▶ [SOURCE TEXT]
MMLU – LLM Glossary

MMLU (Hendrycks et al., 2021) tests a model's academic knowledge across 57 subjects at difficulty levels ranging from elementary school to professional — including law, medicine, physics, history, ethics and computer science. A score of 89%+ (GPT-4 class) is considered frontier performance.

Structure

Property	Detail
Task type	4-way multiple choice
Number of questions	~14,000 (test set)
Number of subjects	57
Evaluation metric	Accuracy (%)
Prompt style	5-shot standard

Score Tiers

Random Baseline

25% (4 choices). A model that knows nothing scores here.

Human (non-expert)

~56%. Comparable to an informed adult without specialist training.

Human Expert

~89.8%. Requires deep expertise across all 57 domains simultaneously.

GPT-4o / Claude 3.5+

~88–93%. Frontier models pass or match expert-level for most subjects.

Llama 3 8B (Q4)

▶ [STORED DATA]
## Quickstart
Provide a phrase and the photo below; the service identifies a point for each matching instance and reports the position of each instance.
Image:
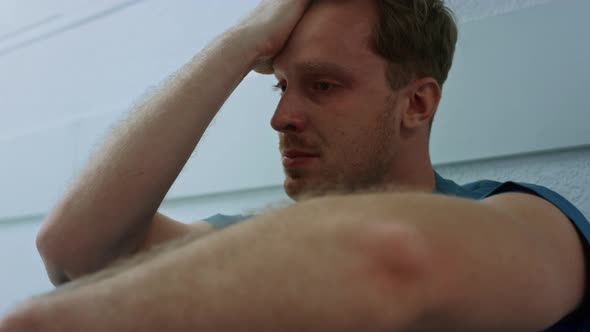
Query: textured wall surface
(469, 10)
(565, 172)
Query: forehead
(332, 31)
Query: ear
(424, 95)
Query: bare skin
(110, 210)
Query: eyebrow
(323, 68)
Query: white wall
(566, 172)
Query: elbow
(403, 262)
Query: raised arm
(110, 210)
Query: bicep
(164, 229)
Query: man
(360, 81)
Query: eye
(280, 86)
(323, 86)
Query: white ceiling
(20, 16)
(16, 15)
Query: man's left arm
(395, 262)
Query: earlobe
(424, 95)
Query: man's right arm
(107, 212)
(110, 211)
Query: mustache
(296, 142)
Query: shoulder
(549, 208)
(222, 220)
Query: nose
(289, 115)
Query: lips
(293, 158)
(292, 153)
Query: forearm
(114, 198)
(293, 270)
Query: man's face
(338, 117)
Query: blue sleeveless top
(578, 321)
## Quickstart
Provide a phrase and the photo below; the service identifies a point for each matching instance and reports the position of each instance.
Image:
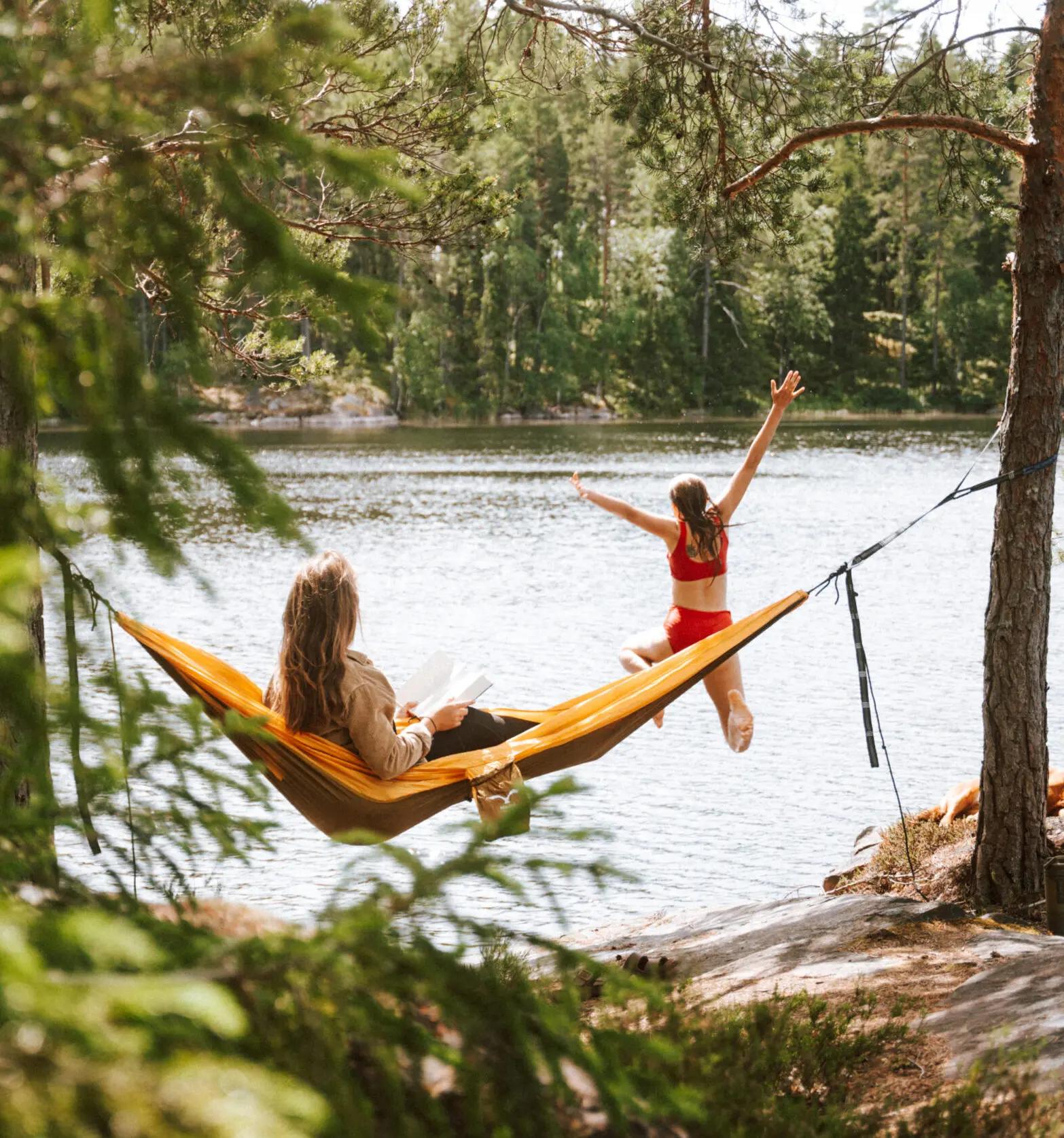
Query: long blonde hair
(320, 620)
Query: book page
(431, 679)
(438, 679)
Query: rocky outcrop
(302, 408)
(982, 982)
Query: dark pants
(478, 730)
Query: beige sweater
(368, 724)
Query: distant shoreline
(345, 425)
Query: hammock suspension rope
(868, 706)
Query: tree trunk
(1011, 841)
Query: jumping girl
(698, 543)
(321, 686)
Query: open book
(438, 679)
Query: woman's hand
(450, 715)
(787, 392)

▶ [YOUR TASKS]
1. Could you set down the MMLU glossary text from "Human (non-expert)" to "for most subjects.", word for word?
2. Can you supply the next part of the MMLU glossary entry, picking up after its last line?

▶ [RESPONSE LIST]
1.
Human (non-expert)

~56%. Comparable to an informed adult without specialist training.

Human Expert

~89.8%. Requires deep expertise across all 57 domains simultaneously.

GPT-4o / Claude 3.5+

~88–93%. Frontier models pass or match expert-level for most subjects.

2.
~65%. Good small model. Sufficient for many knowledge retrieval chains with RAG.

Limitations

MMLU has faced criticism for data contamination (test questions appeared in training corpora), annotation errors (some questions have ambiguous or wrong official answers), and the fact that it measures breadth of recall rather than reasoning depth. MMLU-Pro and GPQA were designed to address these gaps.

Variants

MMLU-Pro: Harder, 10-choice questions, reduced guessing. More discriminating at the frontier.
CMMLU / CEVAL: Chinese-language equivalents for evaluating Chinese-language capability.